[Excerpts of annotation records]
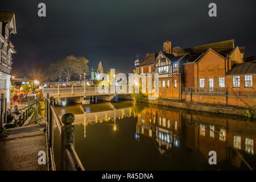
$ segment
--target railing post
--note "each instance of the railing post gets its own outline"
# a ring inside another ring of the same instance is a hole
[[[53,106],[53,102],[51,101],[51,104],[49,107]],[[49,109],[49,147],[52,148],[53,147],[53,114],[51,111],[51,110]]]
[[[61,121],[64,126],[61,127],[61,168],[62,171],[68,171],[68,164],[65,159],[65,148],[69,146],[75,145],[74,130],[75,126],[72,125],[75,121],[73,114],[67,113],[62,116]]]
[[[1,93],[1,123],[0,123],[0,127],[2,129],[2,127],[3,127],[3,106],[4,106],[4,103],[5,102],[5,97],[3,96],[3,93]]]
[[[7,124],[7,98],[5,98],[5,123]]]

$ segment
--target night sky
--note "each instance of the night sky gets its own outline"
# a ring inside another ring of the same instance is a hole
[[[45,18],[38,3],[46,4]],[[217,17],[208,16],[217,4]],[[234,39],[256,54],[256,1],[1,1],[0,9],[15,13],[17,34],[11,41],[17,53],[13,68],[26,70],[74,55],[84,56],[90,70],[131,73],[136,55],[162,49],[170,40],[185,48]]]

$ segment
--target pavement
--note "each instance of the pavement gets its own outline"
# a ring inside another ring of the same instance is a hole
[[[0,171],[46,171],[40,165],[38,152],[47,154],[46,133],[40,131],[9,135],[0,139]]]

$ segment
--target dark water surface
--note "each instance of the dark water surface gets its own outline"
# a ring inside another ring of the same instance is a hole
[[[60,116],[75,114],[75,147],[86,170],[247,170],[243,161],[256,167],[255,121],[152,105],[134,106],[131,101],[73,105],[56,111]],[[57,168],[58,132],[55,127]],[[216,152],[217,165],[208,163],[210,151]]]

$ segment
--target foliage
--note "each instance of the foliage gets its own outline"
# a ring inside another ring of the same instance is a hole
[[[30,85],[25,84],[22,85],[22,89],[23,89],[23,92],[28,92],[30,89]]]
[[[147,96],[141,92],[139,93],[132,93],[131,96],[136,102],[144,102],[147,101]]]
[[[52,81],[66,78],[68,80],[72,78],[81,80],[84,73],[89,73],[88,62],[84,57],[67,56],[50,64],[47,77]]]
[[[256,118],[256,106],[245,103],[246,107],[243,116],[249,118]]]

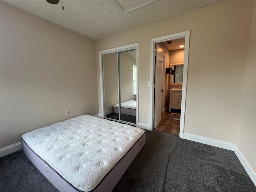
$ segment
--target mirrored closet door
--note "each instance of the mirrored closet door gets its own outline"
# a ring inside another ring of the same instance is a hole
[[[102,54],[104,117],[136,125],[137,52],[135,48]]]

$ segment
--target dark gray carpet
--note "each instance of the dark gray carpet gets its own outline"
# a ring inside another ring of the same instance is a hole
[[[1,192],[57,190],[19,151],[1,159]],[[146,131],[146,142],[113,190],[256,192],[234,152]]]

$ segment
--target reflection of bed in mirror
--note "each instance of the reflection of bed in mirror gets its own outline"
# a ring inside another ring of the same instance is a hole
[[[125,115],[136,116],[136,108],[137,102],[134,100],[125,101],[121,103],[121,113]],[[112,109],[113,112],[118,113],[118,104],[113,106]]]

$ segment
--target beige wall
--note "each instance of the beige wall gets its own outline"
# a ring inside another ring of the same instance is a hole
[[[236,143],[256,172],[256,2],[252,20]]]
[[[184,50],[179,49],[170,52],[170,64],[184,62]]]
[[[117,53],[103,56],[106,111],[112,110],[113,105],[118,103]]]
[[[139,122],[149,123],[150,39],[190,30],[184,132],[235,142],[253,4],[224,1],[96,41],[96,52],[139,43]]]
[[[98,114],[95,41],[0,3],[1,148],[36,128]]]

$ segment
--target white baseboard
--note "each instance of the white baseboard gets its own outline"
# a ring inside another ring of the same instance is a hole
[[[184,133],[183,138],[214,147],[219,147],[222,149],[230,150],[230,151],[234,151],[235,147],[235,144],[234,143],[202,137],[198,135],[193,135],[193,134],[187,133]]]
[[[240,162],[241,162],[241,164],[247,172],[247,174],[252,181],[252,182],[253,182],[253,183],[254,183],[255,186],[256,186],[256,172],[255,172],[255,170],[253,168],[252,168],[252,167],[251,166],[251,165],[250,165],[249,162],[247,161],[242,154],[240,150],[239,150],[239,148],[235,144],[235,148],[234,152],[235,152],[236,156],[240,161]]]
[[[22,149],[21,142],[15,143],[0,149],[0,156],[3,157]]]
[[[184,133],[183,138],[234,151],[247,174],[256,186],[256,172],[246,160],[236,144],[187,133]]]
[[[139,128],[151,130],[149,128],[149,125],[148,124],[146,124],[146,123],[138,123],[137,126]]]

GOAL:
Give the data above again in full and unchanged, skipping the pictures.

COMPLETED EXERCISE:
$ segment
--target railing post
--note "each instance of the railing post gets its own outline"
# a ring inside another ring of the same instance is a hole
[[[53,106],[53,102],[51,101],[51,104],[49,107]],[[49,109],[49,147],[52,148],[53,147],[53,114],[51,111],[51,110]]]
[[[61,121],[64,126],[61,127],[61,168],[62,171],[68,171],[68,164],[65,159],[65,148],[69,146],[75,145],[74,130],[75,126],[72,125],[75,121],[73,114],[67,113],[62,116]]]
[[[1,93],[1,123],[0,123],[0,127],[2,129],[2,127],[3,127],[3,106],[4,106],[4,103],[5,102],[5,97],[3,96],[3,93]]]
[[[7,124],[7,98],[5,98],[5,123]]]

$ segment
--target night sky
--note "each instance of the night sky gets its own outline"
# a ring inside another ring of the same instance is a hole
[[[45,18],[38,3],[46,4]],[[217,17],[208,16],[217,4]],[[234,39],[256,54],[256,1],[1,1],[0,9],[15,13],[17,34],[11,41],[17,53],[13,68],[26,70],[74,55],[84,56],[90,70],[131,73],[136,55],[162,49],[170,40],[185,48]]]

$ segment
--target pavement
--note "each instance of the pavement gets its own outline"
# a ring inside another ring of the same instance is a hole
[[[0,171],[46,171],[40,165],[38,152],[47,154],[46,133],[40,131],[9,135],[0,139]]]

$ segment
--target dark water surface
--note "each instance of the dark water surface gets its own outline"
# a ring inside another ring of the same instance is a hole
[[[60,116],[75,114],[75,147],[86,170],[247,170],[243,161],[256,167],[255,121],[152,105],[134,106],[131,101],[73,105],[56,111]],[[57,168],[58,132],[55,127]],[[216,152],[217,165],[208,163],[210,151]]]

$ segment
--target foliage
--note "each instance of the foliage gets its own outline"
# a ring inside another ring of the same instance is a hole
[[[30,85],[25,84],[22,85],[22,89],[23,89],[23,92],[28,92],[30,89]]]
[[[147,96],[141,92],[139,93],[132,93],[131,96],[136,102],[144,102],[147,101]]]
[[[52,81],[66,78],[68,80],[72,78],[81,80],[84,73],[89,73],[88,62],[84,57],[67,56],[50,64],[47,77]]]
[[[256,118],[256,106],[245,103],[246,107],[243,116],[249,118]]]

$ segment
--target mirrored closet door
--note "each instance of the mirrored closet door gets its own outline"
# a ring inside another ring of the same instance is a hole
[[[102,54],[104,117],[136,125],[137,52],[135,48]]]

$ segment
--target dark gray carpet
--note "each instance of the dark gray carpet gets its own outline"
# a ring inside another ring of the same instance is a hole
[[[1,192],[57,190],[19,151],[1,159]],[[146,131],[146,142],[113,190],[256,192],[234,152]]]

$ segment
--target reflection of bed in mirror
--note "each instance of the reflection of bed in mirror gets its own outline"
# a ring inside another ring of the same instance is a hole
[[[125,115],[136,116],[136,108],[137,102],[134,100],[125,101],[121,103],[121,113]],[[112,109],[113,112],[118,113],[118,104],[113,106]]]

$ segment
--target beige wall
--note "each instance of the beige wall gets its own outline"
# a ring inside another ring of the same instance is a hole
[[[236,143],[256,172],[256,2],[252,20]]]
[[[184,50],[179,49],[170,52],[170,64],[184,62]]]
[[[117,53],[103,56],[106,111],[112,110],[113,105],[118,103]]]
[[[139,122],[149,123],[150,39],[190,30],[184,132],[235,142],[253,4],[224,1],[96,41],[96,52],[139,43]]]
[[[98,114],[95,41],[0,3],[1,148],[36,128]]]

$ segment
--target white baseboard
--note "each instance of the white baseboard gets its own outline"
# a ring inside another ring of the same instance is a hole
[[[184,133],[183,138],[214,147],[219,147],[222,149],[230,150],[230,151],[234,151],[235,147],[235,144],[234,143],[202,137],[198,135],[193,135],[193,134],[187,133]]]
[[[240,162],[241,162],[241,164],[247,172],[247,174],[252,181],[252,182],[253,182],[253,183],[254,183],[255,186],[256,186],[256,172],[255,172],[255,170],[253,168],[252,168],[252,167],[251,166],[251,165],[250,165],[249,162],[247,161],[242,154],[240,150],[239,150],[239,148],[235,144],[235,148],[234,152],[235,152],[236,156],[240,161]]]
[[[22,149],[21,142],[15,143],[0,149],[0,156],[3,157]]]
[[[184,133],[183,138],[234,151],[247,174],[256,186],[256,172],[246,160],[236,144],[187,133]]]
[[[139,128],[151,130],[149,128],[149,125],[148,124],[146,124],[146,123],[138,123],[137,126]]]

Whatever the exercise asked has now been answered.